## OBJECTIVE 1
In the dataset rows below, add 91 to each coordinate in the answers, and reproduce everything from the line containing "The call MUST return, for every instance of the statue's draped" down to the end of the rows, requests included. Please leave the pictures out.

Cryptography

MuroDB encrypts all data at rest. This chapter explains the full encryption pipeline — from a user’s password to bytes on disk — and the rationale behind each design choice.

Overview

User's passphrase
    │
    ↓  Argon2id (memory-hard KDF) + salt
256-bit MasterKey (zeroized on drop)
    │
    ├──→ Page encryption  (AES-256-GCM-SIV, AAD = page_id || epoch)
    └──→ WAL encryption   (AES-256-GCM-SIV, AAD = lsn || 0)

FTS term blinding (HMAC-SHA256, DB-scoped term key)

The encryption system has four layers:

Key derivation (KDF) — Derive a cryptographic key from the user’s passphrase
Page encryption — Encrypt and authenticate each data page
WAL encryption — Encrypt write-ahead log records
FTS term blinding — Hide full-text search tokens on disk (separate from page/WAL encryption; see below)

## Dataset entries
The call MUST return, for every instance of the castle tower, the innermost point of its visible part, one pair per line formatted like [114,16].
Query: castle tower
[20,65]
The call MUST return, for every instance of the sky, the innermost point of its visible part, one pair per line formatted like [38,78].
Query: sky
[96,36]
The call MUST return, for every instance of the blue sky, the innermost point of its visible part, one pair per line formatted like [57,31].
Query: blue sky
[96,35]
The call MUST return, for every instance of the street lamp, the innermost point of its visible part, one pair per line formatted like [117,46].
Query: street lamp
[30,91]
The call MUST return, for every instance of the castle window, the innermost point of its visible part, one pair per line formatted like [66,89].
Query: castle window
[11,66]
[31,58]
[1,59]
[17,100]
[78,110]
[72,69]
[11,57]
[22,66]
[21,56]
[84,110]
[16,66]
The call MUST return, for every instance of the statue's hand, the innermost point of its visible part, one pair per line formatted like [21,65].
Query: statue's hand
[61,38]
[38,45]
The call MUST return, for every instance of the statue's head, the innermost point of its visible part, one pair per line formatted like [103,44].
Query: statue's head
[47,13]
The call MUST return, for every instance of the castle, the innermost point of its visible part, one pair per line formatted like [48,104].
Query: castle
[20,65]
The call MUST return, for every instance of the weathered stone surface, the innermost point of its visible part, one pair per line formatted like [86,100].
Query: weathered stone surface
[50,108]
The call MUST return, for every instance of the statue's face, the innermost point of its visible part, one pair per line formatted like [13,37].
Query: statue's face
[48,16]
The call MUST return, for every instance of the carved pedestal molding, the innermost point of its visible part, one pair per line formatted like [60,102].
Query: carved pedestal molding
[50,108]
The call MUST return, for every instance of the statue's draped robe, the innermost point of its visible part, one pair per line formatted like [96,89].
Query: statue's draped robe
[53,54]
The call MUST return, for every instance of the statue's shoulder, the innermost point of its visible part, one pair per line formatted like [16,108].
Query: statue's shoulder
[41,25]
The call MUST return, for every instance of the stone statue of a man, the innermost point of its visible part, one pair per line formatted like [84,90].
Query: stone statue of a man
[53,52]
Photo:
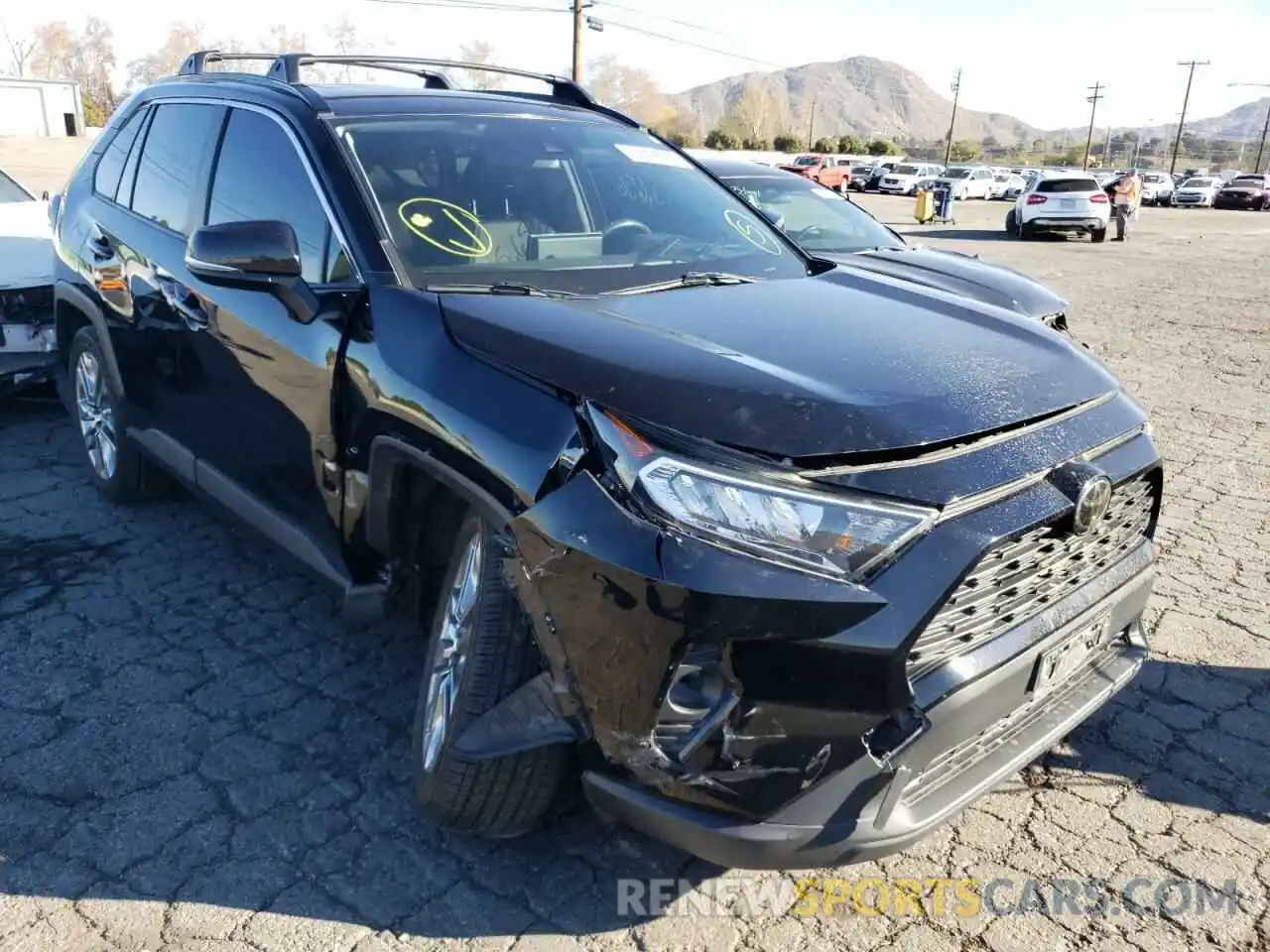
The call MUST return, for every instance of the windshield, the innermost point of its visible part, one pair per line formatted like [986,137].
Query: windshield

## OBJECTIVE 2
Write the next part of the MuroDB cryptography text.

## TASK ANSWER 1
The call MUST return, for every instance of the statue's draped robe, the innermost point of its visible part, one pair per line formatted like [96,89].
Query: statue's draped robe
[144,145]
The call MUST return, for every instance of the statue's shoulder, the innermost point of its visible part, one pair per line formatted like [16,108].
Query: statue's shoulder
[132,116]
The call MUST return, for every instance of the stone statue of a man, the innermost point of its visible part, one pair per line formatted like [84,90].
Query: stone statue of a man
[144,143]
Photo:
The call MUST return, for every instance of the windshield, the innermost point of its visible part, one pair per line formatted like [986,137].
Query: windshield

## TASK ANSWER 2
Encryption Suites

Defined in src/crypto/suite.rs:

Suite ID	Name	Purpose
1	`aes256-gcm-siv`	Default. Production use
0	`plaintext`	Testing/development. Explicit opt-in

The suite ID is stored in plaintext in the DB header (bytes 68..72), allowing MuroDB to determine the encryption mode before the user provides a passphrase.

Key Derivation (KDF)

src/crypto/kdf.rs

Flow

passphrase (arbitrary-length bytes) + salt (16-byte random)
    │
    ↓  Argon2id
256-bit MasterKey

Argon2id: A memory-hard KDF. If a database file is stolen, the attacker must spend significant memory and CPU per password guess, making offline brute-force expensive.
Salt: Generated randomly at database creation, stored in plaintext in the DB header (bytes 12..28). The salt must be readable before the passphrase is provided.
MasterKey: Implements ZeroizeOnDrop — key material is securely erased from memory when dropped.

Argon2id is the NIST-recommended password hashing function. Its memory-hard design provides strong resistance against GPU/ASIC-accelerated brute-force attacks, outperforming bcrypt and PBKDF2 in this regard.

Page Encryption

src/crypto/aead.rs

On-Disk Format

Each 4096-byte page is individually encrypted and stored as:

nonce (12B) || ciphertext (4096B) || auth tag (16B)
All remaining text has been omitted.